What the task requires: Identify every line in the records below that contains the word "post", and reproduce each one.
---*---
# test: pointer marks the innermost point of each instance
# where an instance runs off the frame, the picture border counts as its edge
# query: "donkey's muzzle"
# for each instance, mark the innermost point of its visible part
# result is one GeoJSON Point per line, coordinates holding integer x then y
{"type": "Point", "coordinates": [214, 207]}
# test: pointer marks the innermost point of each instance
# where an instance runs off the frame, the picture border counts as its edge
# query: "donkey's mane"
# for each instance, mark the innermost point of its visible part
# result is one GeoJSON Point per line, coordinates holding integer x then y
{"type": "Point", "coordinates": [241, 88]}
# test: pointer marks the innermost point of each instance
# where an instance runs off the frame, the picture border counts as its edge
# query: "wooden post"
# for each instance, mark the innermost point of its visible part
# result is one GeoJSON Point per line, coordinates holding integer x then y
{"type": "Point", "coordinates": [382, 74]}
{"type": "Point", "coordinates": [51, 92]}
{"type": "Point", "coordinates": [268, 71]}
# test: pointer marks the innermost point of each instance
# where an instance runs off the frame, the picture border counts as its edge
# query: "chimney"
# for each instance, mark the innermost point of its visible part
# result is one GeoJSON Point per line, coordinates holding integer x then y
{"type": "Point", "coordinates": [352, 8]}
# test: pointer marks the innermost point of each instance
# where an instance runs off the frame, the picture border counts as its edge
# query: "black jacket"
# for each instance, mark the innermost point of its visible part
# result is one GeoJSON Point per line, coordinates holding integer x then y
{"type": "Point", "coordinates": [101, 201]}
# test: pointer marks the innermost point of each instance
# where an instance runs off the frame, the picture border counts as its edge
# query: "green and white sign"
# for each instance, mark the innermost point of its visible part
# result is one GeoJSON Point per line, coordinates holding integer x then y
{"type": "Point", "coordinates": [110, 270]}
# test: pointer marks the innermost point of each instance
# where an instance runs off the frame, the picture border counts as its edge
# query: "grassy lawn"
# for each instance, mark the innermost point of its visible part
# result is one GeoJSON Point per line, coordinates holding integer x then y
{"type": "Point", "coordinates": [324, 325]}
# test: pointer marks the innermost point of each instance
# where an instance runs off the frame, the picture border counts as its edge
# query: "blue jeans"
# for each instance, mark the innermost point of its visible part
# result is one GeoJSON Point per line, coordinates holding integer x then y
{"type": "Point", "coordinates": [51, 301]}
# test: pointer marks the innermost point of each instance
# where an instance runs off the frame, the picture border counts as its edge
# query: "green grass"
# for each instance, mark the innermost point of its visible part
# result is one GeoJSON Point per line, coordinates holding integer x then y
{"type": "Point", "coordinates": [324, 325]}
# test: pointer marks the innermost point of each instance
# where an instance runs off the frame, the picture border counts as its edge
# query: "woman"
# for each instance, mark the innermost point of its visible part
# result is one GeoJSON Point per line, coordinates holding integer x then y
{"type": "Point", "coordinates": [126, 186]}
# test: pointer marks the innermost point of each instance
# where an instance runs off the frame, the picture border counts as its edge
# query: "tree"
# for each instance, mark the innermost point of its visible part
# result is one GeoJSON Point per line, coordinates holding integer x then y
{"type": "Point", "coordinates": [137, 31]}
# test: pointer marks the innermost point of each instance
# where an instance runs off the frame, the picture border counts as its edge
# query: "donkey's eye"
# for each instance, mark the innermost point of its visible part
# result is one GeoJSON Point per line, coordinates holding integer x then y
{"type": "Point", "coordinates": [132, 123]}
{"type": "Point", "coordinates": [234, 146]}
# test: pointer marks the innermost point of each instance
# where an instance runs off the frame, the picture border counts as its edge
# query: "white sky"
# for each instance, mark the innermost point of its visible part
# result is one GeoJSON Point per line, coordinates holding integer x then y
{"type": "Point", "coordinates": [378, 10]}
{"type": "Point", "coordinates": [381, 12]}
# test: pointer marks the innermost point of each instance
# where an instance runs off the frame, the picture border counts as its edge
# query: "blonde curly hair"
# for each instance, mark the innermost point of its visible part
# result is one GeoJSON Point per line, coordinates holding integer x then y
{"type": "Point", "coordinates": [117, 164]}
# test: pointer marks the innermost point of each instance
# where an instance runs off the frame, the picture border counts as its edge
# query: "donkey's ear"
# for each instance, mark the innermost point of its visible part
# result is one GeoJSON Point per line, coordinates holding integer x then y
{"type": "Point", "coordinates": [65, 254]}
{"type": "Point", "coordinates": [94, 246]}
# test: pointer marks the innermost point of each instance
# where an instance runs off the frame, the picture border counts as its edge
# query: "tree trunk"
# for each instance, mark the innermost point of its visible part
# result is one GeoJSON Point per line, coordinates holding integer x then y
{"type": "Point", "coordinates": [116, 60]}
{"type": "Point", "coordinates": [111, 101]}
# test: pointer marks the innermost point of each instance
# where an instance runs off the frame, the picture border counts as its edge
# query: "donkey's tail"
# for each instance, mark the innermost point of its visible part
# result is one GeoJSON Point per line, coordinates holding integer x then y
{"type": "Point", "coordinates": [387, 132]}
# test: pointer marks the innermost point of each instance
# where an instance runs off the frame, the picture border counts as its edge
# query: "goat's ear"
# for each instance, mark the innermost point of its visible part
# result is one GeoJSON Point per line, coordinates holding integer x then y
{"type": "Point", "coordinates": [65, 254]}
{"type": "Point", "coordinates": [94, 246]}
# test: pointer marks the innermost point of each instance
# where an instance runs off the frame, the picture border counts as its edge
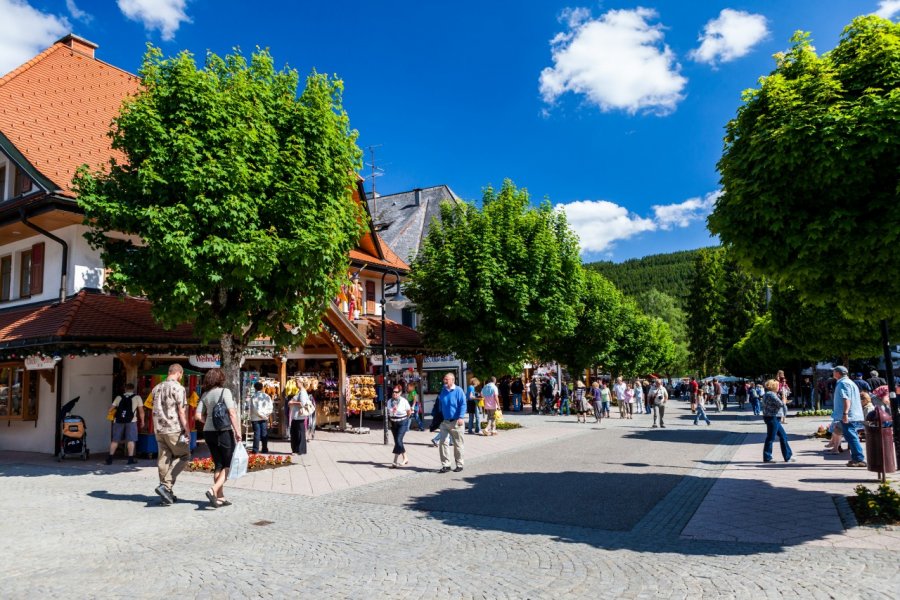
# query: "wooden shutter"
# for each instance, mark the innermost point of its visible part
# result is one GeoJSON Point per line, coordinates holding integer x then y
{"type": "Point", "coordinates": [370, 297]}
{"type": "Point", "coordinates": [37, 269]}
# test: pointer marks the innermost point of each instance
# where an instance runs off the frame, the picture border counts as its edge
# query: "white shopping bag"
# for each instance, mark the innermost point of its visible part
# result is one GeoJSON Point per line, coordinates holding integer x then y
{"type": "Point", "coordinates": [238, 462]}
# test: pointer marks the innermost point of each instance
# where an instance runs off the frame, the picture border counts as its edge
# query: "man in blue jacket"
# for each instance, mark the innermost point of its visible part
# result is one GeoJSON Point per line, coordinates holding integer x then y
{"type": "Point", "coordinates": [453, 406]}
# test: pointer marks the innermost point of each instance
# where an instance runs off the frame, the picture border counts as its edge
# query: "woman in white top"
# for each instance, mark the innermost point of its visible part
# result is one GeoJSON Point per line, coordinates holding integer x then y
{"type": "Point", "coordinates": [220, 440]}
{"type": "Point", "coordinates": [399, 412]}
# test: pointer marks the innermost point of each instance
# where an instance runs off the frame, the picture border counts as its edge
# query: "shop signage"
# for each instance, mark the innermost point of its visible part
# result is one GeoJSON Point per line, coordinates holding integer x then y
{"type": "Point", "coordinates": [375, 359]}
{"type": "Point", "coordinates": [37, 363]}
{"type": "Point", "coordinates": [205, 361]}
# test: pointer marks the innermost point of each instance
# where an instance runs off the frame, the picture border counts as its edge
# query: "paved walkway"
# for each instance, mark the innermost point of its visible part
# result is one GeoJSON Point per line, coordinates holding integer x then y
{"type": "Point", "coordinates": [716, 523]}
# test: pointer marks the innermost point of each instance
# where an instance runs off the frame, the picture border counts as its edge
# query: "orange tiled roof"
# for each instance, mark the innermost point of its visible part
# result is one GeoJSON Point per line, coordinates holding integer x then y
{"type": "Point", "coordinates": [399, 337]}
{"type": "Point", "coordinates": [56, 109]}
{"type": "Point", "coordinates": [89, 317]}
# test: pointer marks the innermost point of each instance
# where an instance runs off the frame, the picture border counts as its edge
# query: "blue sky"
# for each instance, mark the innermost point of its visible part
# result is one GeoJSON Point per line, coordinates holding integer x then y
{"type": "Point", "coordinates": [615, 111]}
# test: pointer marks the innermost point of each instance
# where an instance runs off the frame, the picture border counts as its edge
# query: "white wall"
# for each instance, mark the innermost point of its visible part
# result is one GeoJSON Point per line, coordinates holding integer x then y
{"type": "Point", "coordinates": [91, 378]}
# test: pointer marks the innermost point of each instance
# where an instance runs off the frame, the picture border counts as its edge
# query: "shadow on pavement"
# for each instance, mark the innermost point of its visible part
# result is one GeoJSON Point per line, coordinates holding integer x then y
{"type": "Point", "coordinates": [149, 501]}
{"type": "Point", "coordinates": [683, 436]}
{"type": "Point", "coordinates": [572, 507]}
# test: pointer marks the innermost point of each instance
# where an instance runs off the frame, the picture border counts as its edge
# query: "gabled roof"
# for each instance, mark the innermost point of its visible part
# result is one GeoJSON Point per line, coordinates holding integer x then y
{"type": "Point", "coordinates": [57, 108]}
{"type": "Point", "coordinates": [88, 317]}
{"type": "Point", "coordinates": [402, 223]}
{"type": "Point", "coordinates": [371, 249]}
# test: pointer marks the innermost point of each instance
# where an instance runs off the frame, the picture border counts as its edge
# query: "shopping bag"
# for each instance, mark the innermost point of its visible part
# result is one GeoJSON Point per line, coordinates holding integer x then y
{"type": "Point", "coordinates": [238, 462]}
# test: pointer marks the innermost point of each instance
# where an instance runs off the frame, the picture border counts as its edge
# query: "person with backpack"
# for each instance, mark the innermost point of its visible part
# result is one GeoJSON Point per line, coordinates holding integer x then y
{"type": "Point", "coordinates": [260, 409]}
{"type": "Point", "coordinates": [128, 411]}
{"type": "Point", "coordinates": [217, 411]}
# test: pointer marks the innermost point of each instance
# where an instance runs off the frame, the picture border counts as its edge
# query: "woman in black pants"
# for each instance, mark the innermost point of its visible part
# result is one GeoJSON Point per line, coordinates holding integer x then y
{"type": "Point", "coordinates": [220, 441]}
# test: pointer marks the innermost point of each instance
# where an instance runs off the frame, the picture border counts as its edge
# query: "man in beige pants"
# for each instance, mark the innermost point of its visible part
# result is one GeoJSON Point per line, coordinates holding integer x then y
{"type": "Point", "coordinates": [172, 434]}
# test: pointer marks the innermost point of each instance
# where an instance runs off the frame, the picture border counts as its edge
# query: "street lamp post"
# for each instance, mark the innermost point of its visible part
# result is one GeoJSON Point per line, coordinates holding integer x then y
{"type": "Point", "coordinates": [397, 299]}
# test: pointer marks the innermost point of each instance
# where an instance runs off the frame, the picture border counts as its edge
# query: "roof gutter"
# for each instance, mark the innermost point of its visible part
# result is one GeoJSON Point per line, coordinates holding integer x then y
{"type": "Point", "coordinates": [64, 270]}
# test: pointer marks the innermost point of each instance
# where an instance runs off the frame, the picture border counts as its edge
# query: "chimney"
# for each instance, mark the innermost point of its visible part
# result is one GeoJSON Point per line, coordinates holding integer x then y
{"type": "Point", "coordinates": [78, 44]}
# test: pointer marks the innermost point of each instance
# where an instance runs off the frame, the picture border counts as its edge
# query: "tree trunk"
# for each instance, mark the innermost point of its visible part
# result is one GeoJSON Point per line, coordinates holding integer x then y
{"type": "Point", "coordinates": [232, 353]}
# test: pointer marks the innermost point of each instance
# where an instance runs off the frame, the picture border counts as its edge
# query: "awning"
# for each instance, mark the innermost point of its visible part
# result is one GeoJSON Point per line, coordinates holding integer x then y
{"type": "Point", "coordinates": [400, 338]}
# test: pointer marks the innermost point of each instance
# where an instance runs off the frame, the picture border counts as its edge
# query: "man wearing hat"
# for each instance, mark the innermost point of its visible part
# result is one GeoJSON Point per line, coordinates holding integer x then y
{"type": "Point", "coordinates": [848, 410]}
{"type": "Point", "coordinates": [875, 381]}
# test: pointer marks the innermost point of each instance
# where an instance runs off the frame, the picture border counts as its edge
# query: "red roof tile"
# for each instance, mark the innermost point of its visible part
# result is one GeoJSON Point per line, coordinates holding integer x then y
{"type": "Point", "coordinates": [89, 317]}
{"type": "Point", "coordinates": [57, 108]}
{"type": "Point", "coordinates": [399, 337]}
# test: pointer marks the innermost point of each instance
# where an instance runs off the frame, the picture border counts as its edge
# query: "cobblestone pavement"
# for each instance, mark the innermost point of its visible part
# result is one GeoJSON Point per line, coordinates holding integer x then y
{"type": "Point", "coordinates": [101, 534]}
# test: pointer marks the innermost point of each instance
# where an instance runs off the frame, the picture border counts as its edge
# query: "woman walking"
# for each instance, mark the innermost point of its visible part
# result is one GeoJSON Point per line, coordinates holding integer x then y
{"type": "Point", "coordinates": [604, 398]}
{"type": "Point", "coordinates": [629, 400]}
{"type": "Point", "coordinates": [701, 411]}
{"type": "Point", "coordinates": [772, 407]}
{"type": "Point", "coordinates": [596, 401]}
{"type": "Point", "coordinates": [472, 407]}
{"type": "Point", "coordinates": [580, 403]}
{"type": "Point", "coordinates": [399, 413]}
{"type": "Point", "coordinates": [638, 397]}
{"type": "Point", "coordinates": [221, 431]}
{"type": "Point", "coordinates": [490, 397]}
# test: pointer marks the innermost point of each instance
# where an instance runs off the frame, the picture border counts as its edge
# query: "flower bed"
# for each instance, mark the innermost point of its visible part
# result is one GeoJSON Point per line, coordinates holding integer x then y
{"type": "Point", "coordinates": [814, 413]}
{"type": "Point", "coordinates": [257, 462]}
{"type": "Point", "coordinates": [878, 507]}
---*---
Completed task:
# query: "wooden post"
# query: "street lamp post"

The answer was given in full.